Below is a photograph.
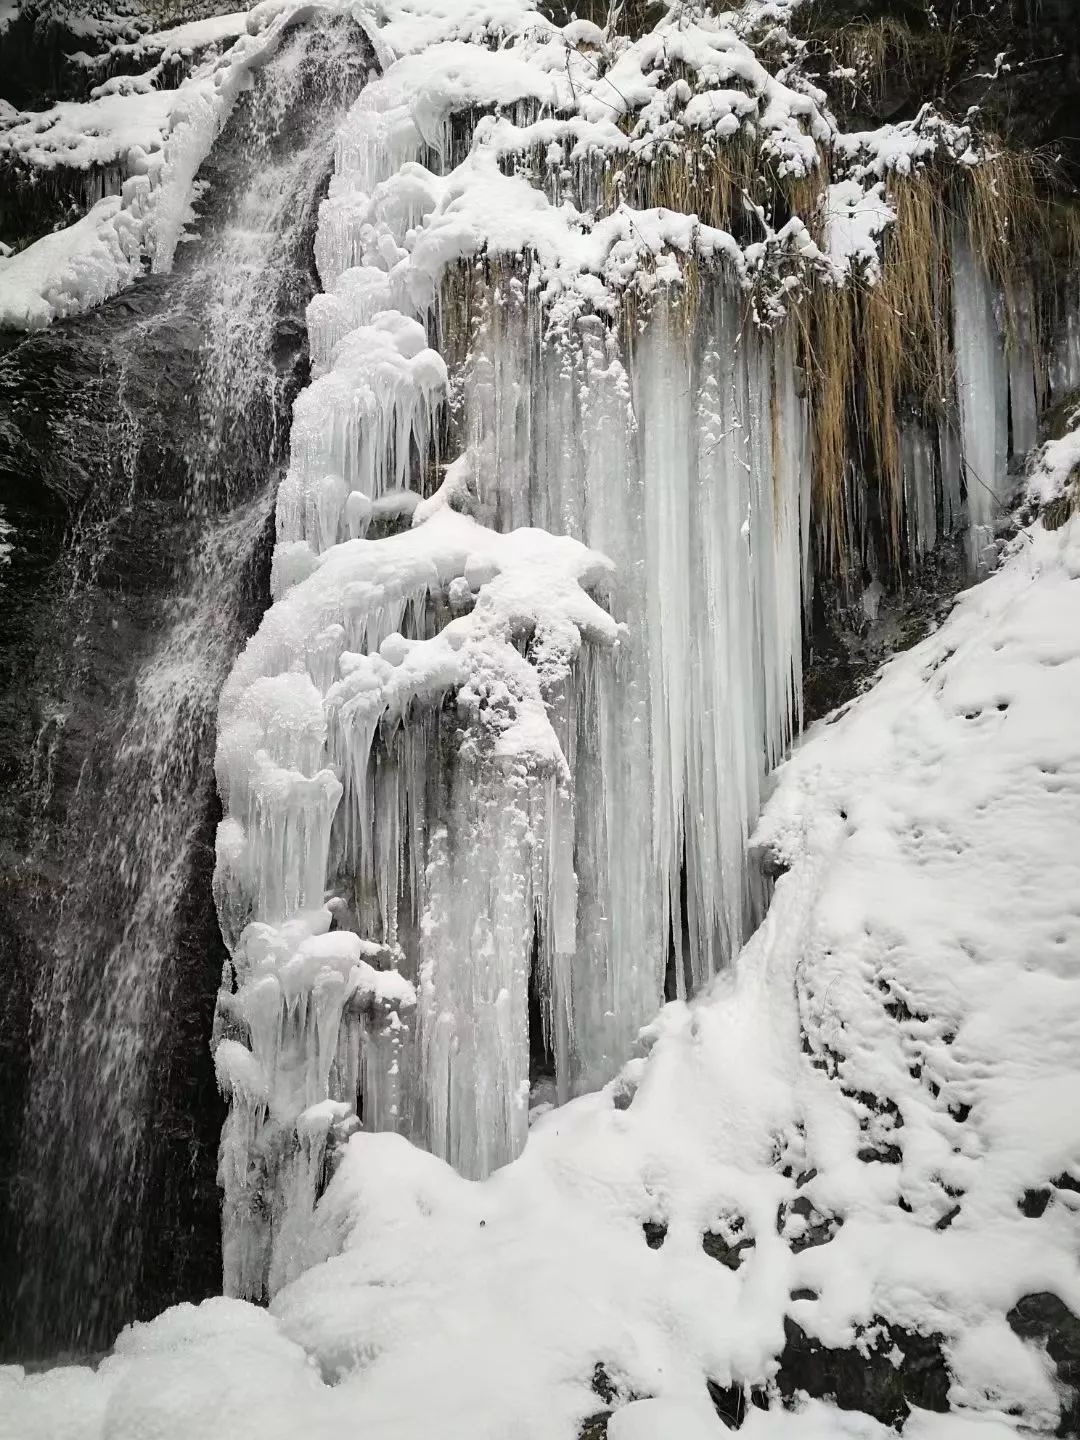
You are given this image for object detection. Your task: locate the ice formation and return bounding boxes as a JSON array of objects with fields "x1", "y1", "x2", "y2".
[
  {"x1": 0, "y1": 2, "x2": 333, "y2": 328},
  {"x1": 192, "y1": 0, "x2": 1058, "y2": 1299},
  {"x1": 2, "y1": 0, "x2": 1060, "y2": 1370}
]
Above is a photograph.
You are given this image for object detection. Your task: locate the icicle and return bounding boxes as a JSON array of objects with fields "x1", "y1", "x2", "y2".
[
  {"x1": 418, "y1": 766, "x2": 535, "y2": 1180},
  {"x1": 1007, "y1": 285, "x2": 1039, "y2": 461},
  {"x1": 901, "y1": 421, "x2": 938, "y2": 563},
  {"x1": 952, "y1": 232, "x2": 1009, "y2": 570}
]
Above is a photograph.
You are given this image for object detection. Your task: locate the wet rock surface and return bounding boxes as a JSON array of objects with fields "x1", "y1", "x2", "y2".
[{"x1": 0, "y1": 21, "x2": 370, "y2": 1356}]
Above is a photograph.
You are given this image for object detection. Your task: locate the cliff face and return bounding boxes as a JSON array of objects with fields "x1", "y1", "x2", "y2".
[{"x1": 0, "y1": 10, "x2": 368, "y2": 1354}]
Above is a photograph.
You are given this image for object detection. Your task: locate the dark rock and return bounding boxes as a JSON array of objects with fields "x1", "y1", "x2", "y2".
[
  {"x1": 706, "y1": 1378, "x2": 768, "y2": 1429},
  {"x1": 776, "y1": 1317, "x2": 950, "y2": 1427},
  {"x1": 790, "y1": 1288, "x2": 819, "y2": 1302},
  {"x1": 935, "y1": 1206, "x2": 961, "y2": 1231},
  {"x1": 1052, "y1": 1171, "x2": 1080, "y2": 1195},
  {"x1": 643, "y1": 1221, "x2": 667, "y2": 1250},
  {"x1": 858, "y1": 1143, "x2": 903, "y2": 1165},
  {"x1": 592, "y1": 1364, "x2": 617, "y2": 1405},
  {"x1": 578, "y1": 1414, "x2": 610, "y2": 1440},
  {"x1": 703, "y1": 1232, "x2": 756, "y2": 1270},
  {"x1": 778, "y1": 1196, "x2": 843, "y2": 1253},
  {"x1": 1019, "y1": 1188, "x2": 1052, "y2": 1218}
]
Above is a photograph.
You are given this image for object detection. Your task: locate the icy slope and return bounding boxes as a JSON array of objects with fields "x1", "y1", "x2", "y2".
[
  {"x1": 258, "y1": 511, "x2": 1080, "y2": 1438},
  {"x1": 5, "y1": 504, "x2": 1079, "y2": 1440}
]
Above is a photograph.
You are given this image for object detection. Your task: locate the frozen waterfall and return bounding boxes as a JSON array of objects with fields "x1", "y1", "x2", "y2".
[{"x1": 208, "y1": 8, "x2": 1050, "y2": 1306}]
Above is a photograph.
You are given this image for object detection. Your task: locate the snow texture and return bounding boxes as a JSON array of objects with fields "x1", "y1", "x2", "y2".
[
  {"x1": 0, "y1": 2, "x2": 333, "y2": 329},
  {"x1": 2, "y1": 1, "x2": 1075, "y2": 1435},
  {"x1": 8, "y1": 441, "x2": 1080, "y2": 1440}
]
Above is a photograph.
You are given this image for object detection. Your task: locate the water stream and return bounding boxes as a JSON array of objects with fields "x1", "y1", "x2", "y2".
[{"x1": 1, "y1": 17, "x2": 369, "y2": 1356}]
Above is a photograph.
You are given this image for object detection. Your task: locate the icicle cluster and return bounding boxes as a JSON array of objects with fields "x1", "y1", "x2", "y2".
[{"x1": 209, "y1": 0, "x2": 1067, "y2": 1298}]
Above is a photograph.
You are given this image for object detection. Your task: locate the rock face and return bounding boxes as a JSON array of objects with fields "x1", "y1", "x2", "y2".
[
  {"x1": 0, "y1": 17, "x2": 369, "y2": 1356},
  {"x1": 776, "y1": 1319, "x2": 950, "y2": 1428}
]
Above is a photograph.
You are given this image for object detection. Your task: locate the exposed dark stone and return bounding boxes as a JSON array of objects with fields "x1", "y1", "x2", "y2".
[
  {"x1": 802, "y1": 0, "x2": 1080, "y2": 187},
  {"x1": 884, "y1": 996, "x2": 930, "y2": 1024},
  {"x1": 935, "y1": 1205, "x2": 961, "y2": 1231},
  {"x1": 643, "y1": 1221, "x2": 668, "y2": 1250},
  {"x1": 948, "y1": 1102, "x2": 972, "y2": 1124},
  {"x1": 857, "y1": 1143, "x2": 903, "y2": 1165},
  {"x1": 776, "y1": 1317, "x2": 950, "y2": 1427},
  {"x1": 778, "y1": 1196, "x2": 844, "y2": 1253},
  {"x1": 578, "y1": 1414, "x2": 610, "y2": 1440},
  {"x1": 703, "y1": 1231, "x2": 756, "y2": 1270},
  {"x1": 803, "y1": 538, "x2": 969, "y2": 725},
  {"x1": 1007, "y1": 1293, "x2": 1080, "y2": 1437},
  {"x1": 790, "y1": 1288, "x2": 819, "y2": 1302},
  {"x1": 1052, "y1": 1171, "x2": 1080, "y2": 1195},
  {"x1": 592, "y1": 1364, "x2": 617, "y2": 1405},
  {"x1": 706, "y1": 1377, "x2": 768, "y2": 1429},
  {"x1": 1019, "y1": 1188, "x2": 1052, "y2": 1218}
]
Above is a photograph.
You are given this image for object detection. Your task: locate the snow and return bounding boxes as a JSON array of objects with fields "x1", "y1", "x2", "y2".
[
  {"x1": 11, "y1": 504, "x2": 1079, "y2": 1437},
  {"x1": 1, "y1": 86, "x2": 185, "y2": 171},
  {"x1": 3, "y1": 1, "x2": 1076, "y2": 1435},
  {"x1": 269, "y1": 506, "x2": 1079, "y2": 1439},
  {"x1": 0, "y1": 195, "x2": 141, "y2": 329},
  {"x1": 0, "y1": 0, "x2": 340, "y2": 330}
]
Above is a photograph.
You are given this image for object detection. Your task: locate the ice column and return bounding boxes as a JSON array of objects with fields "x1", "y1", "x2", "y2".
[{"x1": 952, "y1": 234, "x2": 1009, "y2": 569}]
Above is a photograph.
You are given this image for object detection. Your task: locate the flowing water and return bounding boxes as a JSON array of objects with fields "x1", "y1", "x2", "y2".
[{"x1": 1, "y1": 17, "x2": 369, "y2": 1356}]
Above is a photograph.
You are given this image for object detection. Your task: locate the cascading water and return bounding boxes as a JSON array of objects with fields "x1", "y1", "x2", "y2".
[{"x1": 0, "y1": 17, "x2": 369, "y2": 1356}]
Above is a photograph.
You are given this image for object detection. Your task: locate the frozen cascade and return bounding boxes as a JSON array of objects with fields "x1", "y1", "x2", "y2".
[
  {"x1": 456, "y1": 277, "x2": 808, "y2": 1054},
  {"x1": 210, "y1": 1, "x2": 1052, "y2": 1305},
  {"x1": 8, "y1": 18, "x2": 369, "y2": 1353},
  {"x1": 212, "y1": 17, "x2": 818, "y2": 1281}
]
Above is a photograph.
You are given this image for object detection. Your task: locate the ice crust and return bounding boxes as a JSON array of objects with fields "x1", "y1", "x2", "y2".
[{"x1": 0, "y1": 1, "x2": 340, "y2": 329}]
-*-*-
= TASK ITEM =
Would you transcribe all of the data exactly, apart from its pictures?

= ANSWER TO THIS PROBLEM =
Below is a photograph.
You are given this image for object detection. Your task: locate the ice formation and return bounding boxes as a JSON array of objects with fields "x1", "y1", "x2", "y2".
[
  {"x1": 0, "y1": 2, "x2": 333, "y2": 328},
  {"x1": 192, "y1": 0, "x2": 1058, "y2": 1299},
  {"x1": 2, "y1": 0, "x2": 1060, "y2": 1370}
]
Above is a photograph.
You are given this image for object detection. Your task: locate the icicle and return bounding boxes as a JSON array of objects with fields "x1", "y1", "x2", "y2".
[
  {"x1": 418, "y1": 766, "x2": 535, "y2": 1180},
  {"x1": 1007, "y1": 285, "x2": 1039, "y2": 461},
  {"x1": 901, "y1": 421, "x2": 938, "y2": 563},
  {"x1": 952, "y1": 232, "x2": 1009, "y2": 570}
]
Above is a photograph.
You are given this image for object detection. Your task: locate the wet rock surface and return bounding boxes as a JSON array of objects with fields "x1", "y1", "x2", "y2".
[{"x1": 0, "y1": 21, "x2": 370, "y2": 1356}]
Above is a photograph.
You are given this image for object detection. Your task: locate the cliff face and return bounding boxes as a JSON array of objects with fields "x1", "y1", "x2", "y2".
[{"x1": 0, "y1": 10, "x2": 368, "y2": 1354}]
Above is a photograph.
You are given this image for object detection. Your task: locate the dark rock and return bounding boxes as a JSON array of objects with fields "x1", "y1", "x2", "y2".
[
  {"x1": 706, "y1": 1378, "x2": 768, "y2": 1429},
  {"x1": 776, "y1": 1317, "x2": 950, "y2": 1427},
  {"x1": 790, "y1": 1288, "x2": 819, "y2": 1302},
  {"x1": 935, "y1": 1206, "x2": 961, "y2": 1231},
  {"x1": 1052, "y1": 1171, "x2": 1080, "y2": 1195},
  {"x1": 643, "y1": 1221, "x2": 667, "y2": 1250},
  {"x1": 858, "y1": 1143, "x2": 903, "y2": 1165},
  {"x1": 592, "y1": 1364, "x2": 617, "y2": 1405},
  {"x1": 578, "y1": 1414, "x2": 610, "y2": 1440},
  {"x1": 703, "y1": 1232, "x2": 756, "y2": 1270},
  {"x1": 778, "y1": 1196, "x2": 843, "y2": 1253},
  {"x1": 1019, "y1": 1188, "x2": 1052, "y2": 1218}
]
Above is a photograph.
You are given this image for object detection. Your task: locate the icy slope and return bounding boxes as a JSON array of objects with fields "x1", "y1", "x2", "y2".
[
  {"x1": 258, "y1": 511, "x2": 1080, "y2": 1438},
  {"x1": 5, "y1": 504, "x2": 1079, "y2": 1440}
]
Above is a photograph.
You are given this image for object detection. Your task: locate the frozen waterfall and return bounding boxes as a JSON array of objects with fields "x1", "y1", "x2", "y2".
[{"x1": 208, "y1": 8, "x2": 1050, "y2": 1306}]
Above is a photograph.
You are given this image for object detection. Your task: locate the snow texture and return bounding boxes as a JSON array of objects with fields "x1", "y1", "x2", "y2".
[
  {"x1": 0, "y1": 2, "x2": 333, "y2": 329},
  {"x1": 2, "y1": 1, "x2": 1075, "y2": 1435},
  {"x1": 8, "y1": 441, "x2": 1080, "y2": 1440}
]
Above is a photograph.
You are given this image for object detection. Your task: locate the water stream and return bounding boxes as a JSON array of objects with fields "x1", "y1", "x2", "y2".
[{"x1": 1, "y1": 17, "x2": 369, "y2": 1356}]
Above is a photograph.
You are given this image for object detection. Your task: locate the icicle cluster and return bounding boxes as a JSON array of objects with fields "x1", "y1", "x2", "y2".
[{"x1": 209, "y1": 0, "x2": 1067, "y2": 1298}]
Above is a photograph.
You are given this image for object detection. Your task: locate the rock face and return bounding boxes as a JSON array of objects with fields "x1", "y1", "x2", "y2".
[
  {"x1": 0, "y1": 17, "x2": 369, "y2": 1356},
  {"x1": 776, "y1": 1319, "x2": 950, "y2": 1428}
]
Above is a photograph.
You are given this image for object detection. Your task: locate the exposed dark stone and return bounding boxes as a JSON array of objects with fields "x1", "y1", "x2", "y2".
[
  {"x1": 802, "y1": 0, "x2": 1080, "y2": 187},
  {"x1": 884, "y1": 996, "x2": 930, "y2": 1024},
  {"x1": 935, "y1": 1205, "x2": 961, "y2": 1231},
  {"x1": 643, "y1": 1221, "x2": 668, "y2": 1250},
  {"x1": 948, "y1": 1102, "x2": 972, "y2": 1124},
  {"x1": 857, "y1": 1143, "x2": 903, "y2": 1165},
  {"x1": 776, "y1": 1317, "x2": 950, "y2": 1427},
  {"x1": 778, "y1": 1196, "x2": 844, "y2": 1253},
  {"x1": 578, "y1": 1414, "x2": 610, "y2": 1440},
  {"x1": 703, "y1": 1231, "x2": 756, "y2": 1270},
  {"x1": 803, "y1": 538, "x2": 969, "y2": 725},
  {"x1": 1007, "y1": 1293, "x2": 1080, "y2": 1437},
  {"x1": 790, "y1": 1288, "x2": 819, "y2": 1302},
  {"x1": 1052, "y1": 1171, "x2": 1080, "y2": 1195},
  {"x1": 592, "y1": 1364, "x2": 617, "y2": 1405},
  {"x1": 706, "y1": 1377, "x2": 768, "y2": 1429},
  {"x1": 1019, "y1": 1188, "x2": 1052, "y2": 1218}
]
Above is a photograph.
You are given this image for object detection. Your task: locate the snow and return bounding boxes as a JSON array of objects with fields "x1", "y1", "x2", "y2".
[
  {"x1": 11, "y1": 504, "x2": 1079, "y2": 1437},
  {"x1": 1, "y1": 86, "x2": 185, "y2": 171},
  {"x1": 3, "y1": 1, "x2": 1076, "y2": 1435},
  {"x1": 269, "y1": 506, "x2": 1079, "y2": 1439},
  {"x1": 0, "y1": 195, "x2": 141, "y2": 329},
  {"x1": 0, "y1": 0, "x2": 340, "y2": 330}
]
Above is a photograph.
You are given this image for object detection. Your task: locate the ice column and return bounding boxes as a JSON array of objects with fields "x1", "y1", "x2", "y2".
[{"x1": 952, "y1": 234, "x2": 1009, "y2": 569}]
Above is a photograph.
You are given this image for object detection. Your task: locate the flowing water and return bounding boxes as a JSON array of objects with fields "x1", "y1", "x2", "y2".
[{"x1": 1, "y1": 17, "x2": 369, "y2": 1356}]
Above is a photograph.
You are given this image for object detection. Your task: locate the cascading water and return bounding boxes as a JSON array of objects with fields "x1", "y1", "x2", "y2".
[{"x1": 0, "y1": 17, "x2": 369, "y2": 1356}]
Above is a photograph.
You are given this image for object detection. Your task: locate the frozen cascade and return bounding boxes as a JSON array of objects with fields "x1", "y1", "x2", "y2".
[
  {"x1": 456, "y1": 277, "x2": 808, "y2": 1054},
  {"x1": 210, "y1": 1, "x2": 1052, "y2": 1305},
  {"x1": 8, "y1": 18, "x2": 369, "y2": 1353},
  {"x1": 212, "y1": 17, "x2": 818, "y2": 1281}
]
Above is a photograph.
You are given this image for object detection. Your task: locate the ice crust and return bounding boxes as a JSON array of objects with fields "x1", "y1", "x2", "y2".
[{"x1": 0, "y1": 1, "x2": 340, "y2": 329}]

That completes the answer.